Page extract ▸
· · ·
Propaganda works to separate “us” versus “them,” broadening divisions between different people, groups and ideas. Check out these real-world examples of division at work.

It’s a massacre!

Propagandists like to depict opposing groups as heroes and villains. In this engraving, American colonists are depicted as innocent victims, and the redcoats are merciless killers. The Boston Massacre was not actually so simple, but this story is far more likely to gin up support for revolution!

Learn more about this example at NewseumED.org.

Would you side with Satan?

Propagandists push us to take sides by creating scenarios where there is only one correct choice. This Facebook post depicts Satan and Jesus arm wrestling, with Satan supporting Democratic candidate Hillary Clinton. The choice is clear!

Learn more about this example at NewseumED.org.

I want to be on their side!

Propagandists use celebrities and respected figures to connect people to their message. Here, they highlight a police officer who derides Black Lives Matter, borrowing his sway as an authority figure to build support for their own goal: sowing division and discord.

Learn more about this example at NewseumED.org.

That sounds dangerous!

Propagandists stereotype entire groups of people to devalue and dehumanize them. This makes it easier to write them off as dangerous and unworthy of aid or understanding. Here, undocumented migrants are “invaders” threatening the United States.
· · ·
Data listing ▸

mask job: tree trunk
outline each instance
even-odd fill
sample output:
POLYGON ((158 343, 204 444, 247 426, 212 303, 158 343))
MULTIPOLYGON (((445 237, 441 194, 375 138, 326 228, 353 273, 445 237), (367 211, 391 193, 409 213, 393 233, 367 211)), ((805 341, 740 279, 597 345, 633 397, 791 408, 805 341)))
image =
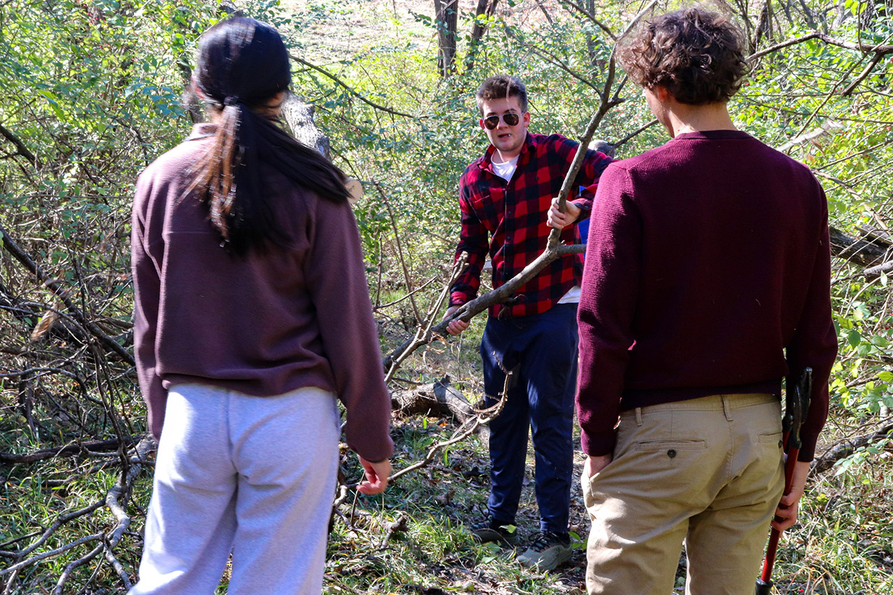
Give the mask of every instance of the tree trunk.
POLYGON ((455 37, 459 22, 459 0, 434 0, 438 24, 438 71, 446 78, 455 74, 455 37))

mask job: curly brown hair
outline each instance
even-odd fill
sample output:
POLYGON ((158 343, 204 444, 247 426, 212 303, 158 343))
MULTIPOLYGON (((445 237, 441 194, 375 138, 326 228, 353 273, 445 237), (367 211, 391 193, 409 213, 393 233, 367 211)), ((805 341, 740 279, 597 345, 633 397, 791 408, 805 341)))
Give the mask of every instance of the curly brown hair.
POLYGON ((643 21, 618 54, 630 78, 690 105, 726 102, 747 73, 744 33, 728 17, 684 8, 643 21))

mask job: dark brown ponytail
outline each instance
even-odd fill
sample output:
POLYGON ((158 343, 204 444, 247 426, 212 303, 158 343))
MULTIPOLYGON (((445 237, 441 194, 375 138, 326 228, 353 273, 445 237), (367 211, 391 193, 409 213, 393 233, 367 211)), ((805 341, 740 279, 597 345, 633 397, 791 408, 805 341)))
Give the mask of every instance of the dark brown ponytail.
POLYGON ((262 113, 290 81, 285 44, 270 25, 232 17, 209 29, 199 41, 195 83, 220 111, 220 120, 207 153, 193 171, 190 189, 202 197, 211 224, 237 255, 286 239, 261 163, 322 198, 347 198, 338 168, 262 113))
· · ·
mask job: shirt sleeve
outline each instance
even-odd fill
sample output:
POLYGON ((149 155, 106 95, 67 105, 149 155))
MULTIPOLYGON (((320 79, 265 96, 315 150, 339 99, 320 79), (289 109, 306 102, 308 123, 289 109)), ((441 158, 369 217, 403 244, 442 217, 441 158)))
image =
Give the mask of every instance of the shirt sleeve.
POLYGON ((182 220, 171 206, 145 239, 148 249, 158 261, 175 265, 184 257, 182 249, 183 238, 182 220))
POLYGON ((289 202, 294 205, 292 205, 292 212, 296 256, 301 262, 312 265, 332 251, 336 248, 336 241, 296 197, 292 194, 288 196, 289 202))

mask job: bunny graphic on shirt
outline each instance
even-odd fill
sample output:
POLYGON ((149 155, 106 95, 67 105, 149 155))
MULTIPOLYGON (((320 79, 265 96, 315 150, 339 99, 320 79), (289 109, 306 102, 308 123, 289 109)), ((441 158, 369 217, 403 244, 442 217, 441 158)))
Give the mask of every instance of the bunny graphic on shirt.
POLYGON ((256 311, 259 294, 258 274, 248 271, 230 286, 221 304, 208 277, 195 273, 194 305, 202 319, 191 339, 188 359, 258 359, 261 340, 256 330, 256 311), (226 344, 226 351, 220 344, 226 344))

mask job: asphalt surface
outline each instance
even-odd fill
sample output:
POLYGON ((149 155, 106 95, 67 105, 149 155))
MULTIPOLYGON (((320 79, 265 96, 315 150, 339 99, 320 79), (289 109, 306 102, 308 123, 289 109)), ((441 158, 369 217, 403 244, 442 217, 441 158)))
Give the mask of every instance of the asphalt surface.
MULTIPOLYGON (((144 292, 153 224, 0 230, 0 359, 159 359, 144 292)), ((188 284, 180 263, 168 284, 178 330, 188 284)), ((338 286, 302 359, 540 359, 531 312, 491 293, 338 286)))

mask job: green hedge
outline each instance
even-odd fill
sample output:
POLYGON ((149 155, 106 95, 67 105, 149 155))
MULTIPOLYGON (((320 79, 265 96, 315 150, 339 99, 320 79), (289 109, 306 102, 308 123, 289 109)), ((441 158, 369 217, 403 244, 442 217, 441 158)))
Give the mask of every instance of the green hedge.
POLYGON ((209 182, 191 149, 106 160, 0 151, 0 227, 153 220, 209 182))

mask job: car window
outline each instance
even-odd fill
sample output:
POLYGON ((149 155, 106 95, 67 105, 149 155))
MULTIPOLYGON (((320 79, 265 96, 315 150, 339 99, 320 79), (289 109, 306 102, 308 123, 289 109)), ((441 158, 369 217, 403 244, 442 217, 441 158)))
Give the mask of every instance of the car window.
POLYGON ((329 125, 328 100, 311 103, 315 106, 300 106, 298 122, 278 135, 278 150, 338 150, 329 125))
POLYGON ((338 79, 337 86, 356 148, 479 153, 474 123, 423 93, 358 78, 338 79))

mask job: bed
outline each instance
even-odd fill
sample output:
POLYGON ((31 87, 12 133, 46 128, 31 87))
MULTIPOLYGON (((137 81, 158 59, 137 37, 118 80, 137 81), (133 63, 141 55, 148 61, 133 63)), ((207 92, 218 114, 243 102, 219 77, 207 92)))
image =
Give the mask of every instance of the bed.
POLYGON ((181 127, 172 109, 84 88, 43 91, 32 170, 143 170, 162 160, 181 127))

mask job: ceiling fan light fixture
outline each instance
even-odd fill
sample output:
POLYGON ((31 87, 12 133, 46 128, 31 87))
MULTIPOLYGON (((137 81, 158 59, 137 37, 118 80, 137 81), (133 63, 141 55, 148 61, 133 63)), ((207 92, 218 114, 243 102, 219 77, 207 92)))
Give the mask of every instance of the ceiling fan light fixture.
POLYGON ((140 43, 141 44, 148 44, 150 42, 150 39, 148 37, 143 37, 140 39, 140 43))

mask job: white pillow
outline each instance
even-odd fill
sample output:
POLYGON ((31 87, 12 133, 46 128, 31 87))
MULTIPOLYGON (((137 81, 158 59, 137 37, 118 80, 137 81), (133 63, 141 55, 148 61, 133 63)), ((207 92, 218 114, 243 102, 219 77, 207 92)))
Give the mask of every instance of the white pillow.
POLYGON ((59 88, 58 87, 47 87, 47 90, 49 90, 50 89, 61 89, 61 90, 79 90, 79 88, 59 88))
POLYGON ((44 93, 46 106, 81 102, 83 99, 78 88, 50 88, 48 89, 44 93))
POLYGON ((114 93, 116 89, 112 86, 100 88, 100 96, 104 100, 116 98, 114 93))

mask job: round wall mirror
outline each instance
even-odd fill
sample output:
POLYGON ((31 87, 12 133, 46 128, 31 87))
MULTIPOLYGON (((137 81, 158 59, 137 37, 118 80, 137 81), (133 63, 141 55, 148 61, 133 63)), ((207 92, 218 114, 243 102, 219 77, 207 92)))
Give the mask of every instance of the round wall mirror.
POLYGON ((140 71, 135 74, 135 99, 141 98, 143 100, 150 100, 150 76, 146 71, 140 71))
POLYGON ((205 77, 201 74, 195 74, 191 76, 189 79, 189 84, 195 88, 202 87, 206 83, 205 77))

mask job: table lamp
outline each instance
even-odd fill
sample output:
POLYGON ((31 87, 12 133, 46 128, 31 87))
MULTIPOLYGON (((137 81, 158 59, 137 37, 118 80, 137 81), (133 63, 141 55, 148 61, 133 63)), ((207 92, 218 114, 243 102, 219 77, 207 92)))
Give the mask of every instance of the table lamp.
· · ·
Work to complete ▸
[1] In the propaganda passage, how does the engraving of the Boston Massacre depict the redcoats?
[2] Can you sum up the propaganda passage in two sentences?
[3] Copy the propaganda passage from "It’s a massacre!" to "on their side!" without changing a word.

Numbered answers ▸
[1] As merciless killers.

[2] Propaganda works to separate "us" versus "them," widening divisions between people, groups and ideas. Propagandists do this by casting opposing groups as heroes and villains, forcing scenarios with only one correct choice, using celebrities and respected figures to spread their message, and stereotyping entire groups to devalue and dehumanize them.

[3]
It’s a massacre!

Propagandists like to depict opposing groups as heroes and villains. In this engraving, American colonists are depicted as innocent victims, and the redcoats are merciless killers. The Boston Massacre was not actually so simple, but this story is far more likely to gin up support for revolution!

Learn more about this example at NewseumED.org.

Would you side with Satan?

Propagandists push us to take sides by creating scenarios where there is only one correct choice. This Facebook post depicts Satan and Jesus arm wrestling, with Satan supporting Democratic candidate Hillary Clinton. The choice is clear!

Learn more about this example at NewseumED.org.

I want to be on their side!